(begin)

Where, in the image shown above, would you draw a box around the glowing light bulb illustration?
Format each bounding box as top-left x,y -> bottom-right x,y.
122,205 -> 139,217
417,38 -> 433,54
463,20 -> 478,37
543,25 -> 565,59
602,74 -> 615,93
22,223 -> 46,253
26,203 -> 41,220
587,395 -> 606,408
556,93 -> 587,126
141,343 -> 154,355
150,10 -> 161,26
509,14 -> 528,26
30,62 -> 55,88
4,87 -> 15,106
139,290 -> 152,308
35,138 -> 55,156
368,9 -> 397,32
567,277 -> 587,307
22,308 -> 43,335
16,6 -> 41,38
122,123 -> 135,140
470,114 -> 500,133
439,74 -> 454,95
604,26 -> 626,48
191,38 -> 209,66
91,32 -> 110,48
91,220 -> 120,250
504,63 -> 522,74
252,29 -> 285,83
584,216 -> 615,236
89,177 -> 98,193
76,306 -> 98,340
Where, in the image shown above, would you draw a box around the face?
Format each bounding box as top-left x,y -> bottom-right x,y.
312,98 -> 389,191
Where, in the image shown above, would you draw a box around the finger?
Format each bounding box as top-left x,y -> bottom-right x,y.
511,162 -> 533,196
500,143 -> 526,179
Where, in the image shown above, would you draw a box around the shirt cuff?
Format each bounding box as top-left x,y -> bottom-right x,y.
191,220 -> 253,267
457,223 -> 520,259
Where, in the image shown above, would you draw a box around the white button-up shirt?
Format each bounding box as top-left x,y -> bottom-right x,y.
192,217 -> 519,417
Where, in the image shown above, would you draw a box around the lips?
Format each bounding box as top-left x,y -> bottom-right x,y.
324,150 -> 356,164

(end)

- [The task]: Render every entry above as a numbered list, one line per item, and omit any blank lines.

- [Final answer]:
1. Where, in the image shown above, would you draw a box around the glowing light bulb illustration?
2. Format each bounding box as top-left x,y -> bottom-right x,y.
3. 122,205 -> 139,217
4. 417,38 -> 433,54
5. 463,20 -> 478,37
6. 543,25 -> 565,59
7. 602,74 -> 615,93
8. 22,223 -> 46,253
9. 26,203 -> 41,220
10. 587,395 -> 606,408
11. 556,93 -> 587,126
12. 141,343 -> 154,355
13. 150,10 -> 161,26
14. 509,14 -> 528,26
15. 30,62 -> 55,88
16. 4,87 -> 15,106
17. 139,290 -> 152,308
18. 35,138 -> 55,156
19. 368,9 -> 397,32
20. 567,277 -> 587,307
21. 22,308 -> 43,335
22. 16,6 -> 41,38
23. 122,123 -> 135,140
24. 470,114 -> 500,133
25. 439,74 -> 454,95
26. 604,26 -> 626,48
27. 191,38 -> 209,66
28. 91,32 -> 110,48
29. 91,220 -> 120,250
30. 504,63 -> 522,74
31. 252,29 -> 285,83
32. 584,216 -> 615,236
33. 89,177 -> 98,193
34. 76,306 -> 98,340
35. Where, in the image shown above, would you draw a box around the face?
36. Format each bounding box as top-left x,y -> bottom-right x,y.
37. 312,98 -> 389,191
38. Where, in the image shown above, would you draw a box around the finger?
39. Format each bounding box as top-left x,y -> bottom-right x,y.
40. 511,162 -> 533,196
41. 500,143 -> 526,179
42. Where, in the image shown above, would you draw a box around the shirt cuff?
43. Format each bounding box as top-left x,y -> bottom-right x,y.
44. 191,220 -> 253,267
45. 457,223 -> 520,259
46. Where, in the image shown above, would you draw a box around the white button-up shirt?
47. Format each bounding box as top-left x,y -> bottom-right x,y.
48. 192,217 -> 519,417
49. Where, in the image shown above, would you draw a box around the lips?
50. Format each bounding box as top-left x,y -> bottom-right x,y.
51. 324,150 -> 356,164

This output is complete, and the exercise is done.